Top of PROVIDED PASSAGE
Hub Arkush: Bears need to stay healthy vs. playoff-hungry Vikings
There are countless reasons Sunday's meeting between the Bears and Minnesota Vikings at U.S. Bank Stadium is impossible to predict.
The Bears are playing for the slimmest of hopes of improving their position in the impending playoffs, for pride and to try and stay well-tuned but healthy.
The Vikings are playing for their playoff lives and their futures.
No matter how committed Bears coach Matt Nagy is to playing to win, it is unlikely he or his players will be as willing to compete on the razor's edge as the Vikings.
Yes, Minnesota is 8-6-1, but the tie is with a Packers team the Bears split with, and five of those losses are to the playoff-bound Rams, Bears, Saints, Patriots and Seahawks, respectively, with three by one score and four of them on the road.
The Vikings are 5-2 at home, and their defense has given up 23.3 points per game on the road and 16 points per game at home.
Three of the Bears' four losses are to losing teams - Green Bay, Miami and the Giants - and they are only 4-3 on the road, where two of those wins were squeakers over the lowly Cardinals and 49ers.
The Bears have been the better team these past 16 weeks, but these are not the same Vikings the Bears beat six weeks ago much more convincingly than the 25-20 score suggests.
Entering that game, RB Dalvin Cook had played in just four of the Vikings' first nine contests because of a balky hamstring, rushing only 46 times for 187 yards.
Bottom of PROVIDED PASSAGE
Top of EXCERPTED DATA
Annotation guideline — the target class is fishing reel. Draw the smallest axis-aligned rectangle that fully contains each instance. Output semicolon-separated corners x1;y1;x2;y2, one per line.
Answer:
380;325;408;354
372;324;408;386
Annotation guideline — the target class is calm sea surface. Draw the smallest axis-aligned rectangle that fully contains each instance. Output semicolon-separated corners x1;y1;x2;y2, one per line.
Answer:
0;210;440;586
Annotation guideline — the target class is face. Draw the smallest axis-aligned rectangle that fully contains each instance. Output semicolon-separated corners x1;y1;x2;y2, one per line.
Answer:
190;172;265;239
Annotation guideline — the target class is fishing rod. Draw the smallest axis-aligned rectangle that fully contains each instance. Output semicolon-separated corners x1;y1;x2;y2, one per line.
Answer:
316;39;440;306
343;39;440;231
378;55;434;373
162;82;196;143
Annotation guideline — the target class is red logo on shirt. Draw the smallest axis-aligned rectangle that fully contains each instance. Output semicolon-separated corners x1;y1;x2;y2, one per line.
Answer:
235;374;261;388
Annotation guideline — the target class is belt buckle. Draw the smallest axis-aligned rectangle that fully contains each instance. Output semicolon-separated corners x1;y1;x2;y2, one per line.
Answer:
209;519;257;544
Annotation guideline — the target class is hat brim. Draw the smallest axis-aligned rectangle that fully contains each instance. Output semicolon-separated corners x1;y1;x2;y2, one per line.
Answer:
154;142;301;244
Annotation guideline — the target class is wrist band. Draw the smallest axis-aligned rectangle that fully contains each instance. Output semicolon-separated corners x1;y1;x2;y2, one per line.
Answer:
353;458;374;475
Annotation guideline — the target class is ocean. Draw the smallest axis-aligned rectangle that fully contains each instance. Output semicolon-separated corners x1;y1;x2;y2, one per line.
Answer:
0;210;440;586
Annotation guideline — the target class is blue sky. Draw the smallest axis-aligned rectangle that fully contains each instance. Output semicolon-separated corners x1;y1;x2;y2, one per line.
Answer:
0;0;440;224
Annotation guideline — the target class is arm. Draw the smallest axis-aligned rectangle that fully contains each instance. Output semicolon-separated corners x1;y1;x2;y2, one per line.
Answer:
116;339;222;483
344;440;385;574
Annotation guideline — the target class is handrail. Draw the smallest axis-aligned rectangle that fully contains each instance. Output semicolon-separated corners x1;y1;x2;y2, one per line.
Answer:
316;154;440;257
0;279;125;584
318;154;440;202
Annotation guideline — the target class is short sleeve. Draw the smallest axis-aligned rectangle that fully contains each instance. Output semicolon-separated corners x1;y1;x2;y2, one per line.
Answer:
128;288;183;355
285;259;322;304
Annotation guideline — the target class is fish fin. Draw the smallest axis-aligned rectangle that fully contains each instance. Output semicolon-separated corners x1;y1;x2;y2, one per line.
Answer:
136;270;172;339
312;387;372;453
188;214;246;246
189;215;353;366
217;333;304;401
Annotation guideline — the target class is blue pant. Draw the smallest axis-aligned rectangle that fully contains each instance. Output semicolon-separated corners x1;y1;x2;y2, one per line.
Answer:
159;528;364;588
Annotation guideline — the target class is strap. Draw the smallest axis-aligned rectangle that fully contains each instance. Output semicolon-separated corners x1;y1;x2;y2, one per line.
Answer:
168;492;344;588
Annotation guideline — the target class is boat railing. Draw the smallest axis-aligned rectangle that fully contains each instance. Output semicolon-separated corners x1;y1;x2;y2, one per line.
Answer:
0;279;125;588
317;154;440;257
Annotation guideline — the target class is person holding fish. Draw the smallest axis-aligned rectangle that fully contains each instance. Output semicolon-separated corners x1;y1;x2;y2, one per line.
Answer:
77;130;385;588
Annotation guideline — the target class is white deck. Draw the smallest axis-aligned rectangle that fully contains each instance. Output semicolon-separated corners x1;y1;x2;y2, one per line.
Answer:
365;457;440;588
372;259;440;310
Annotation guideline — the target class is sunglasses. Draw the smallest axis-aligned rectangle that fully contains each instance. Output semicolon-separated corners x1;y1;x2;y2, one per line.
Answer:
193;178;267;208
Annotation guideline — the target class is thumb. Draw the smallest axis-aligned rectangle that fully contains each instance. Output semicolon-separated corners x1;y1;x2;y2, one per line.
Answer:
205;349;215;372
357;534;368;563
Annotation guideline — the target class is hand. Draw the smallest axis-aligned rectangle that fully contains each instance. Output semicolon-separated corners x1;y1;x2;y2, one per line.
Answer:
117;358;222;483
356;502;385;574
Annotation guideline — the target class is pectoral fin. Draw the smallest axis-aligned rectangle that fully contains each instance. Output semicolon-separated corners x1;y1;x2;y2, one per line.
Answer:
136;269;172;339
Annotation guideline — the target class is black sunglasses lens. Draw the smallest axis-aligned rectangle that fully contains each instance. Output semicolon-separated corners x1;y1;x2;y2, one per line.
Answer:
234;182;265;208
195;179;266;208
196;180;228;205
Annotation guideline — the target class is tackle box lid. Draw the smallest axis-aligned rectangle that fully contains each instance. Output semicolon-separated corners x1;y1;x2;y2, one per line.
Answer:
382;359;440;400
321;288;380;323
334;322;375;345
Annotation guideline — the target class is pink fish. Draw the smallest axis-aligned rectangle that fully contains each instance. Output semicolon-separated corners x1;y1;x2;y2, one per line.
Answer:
Bottom of EXCERPTED DATA
WHAT TO DO:
- a) Write out, word for word, the part of the Bears–Vikings article that opens with the words containing "Three of the" and closes with "Cardinals and 49ers.".
- b) Please extend the Bears–Vikings article, starting right after its last sentence about Dalvin Cook.

ANSWERS FOR THE TASKS:
- a)
Three of the Bears' four losses are to losing teams - Green Bay, Miami and the Giants - and they are only 4-3 on the road, where two of those wins were squeakers over the lowly Cardinals and 49ers.

- b)
DE Everson Griffen also missed five of the Vikes' first nine games with personal issues and was ineffective.
Most notably, offensive coordinator John DeFilippo was still struggling to find his own version of Matt Nagy's RPO-based offense learned under Doug Pederson and Andy Reid before being fired three weeks ago.
With quarterbacks coach Kevin Stefanski now the interim coordinator and playcaller, and head coach Mike Zimmer more involved in the offense, the Vikings have been a different team the last two games.
The biggest change is that while they averaged 40.3 passes and 21.1 rushes per game in their first 13 games, with Stefanski calling plays they've averaged 34 rushes and 24.5 passes the last two weeks.
Of course that was fine in their two wins over the Dolphins' 31st ranked run 'D' and the Lions - who are 15th - but it could be a recipe for disaster against the Bears' No. 2-ranked run defense, which limited them to 22 yards on 14 carries (1.6 YPC) in Chicago.
It gets better. In many respects these teams are near mirror images of each other.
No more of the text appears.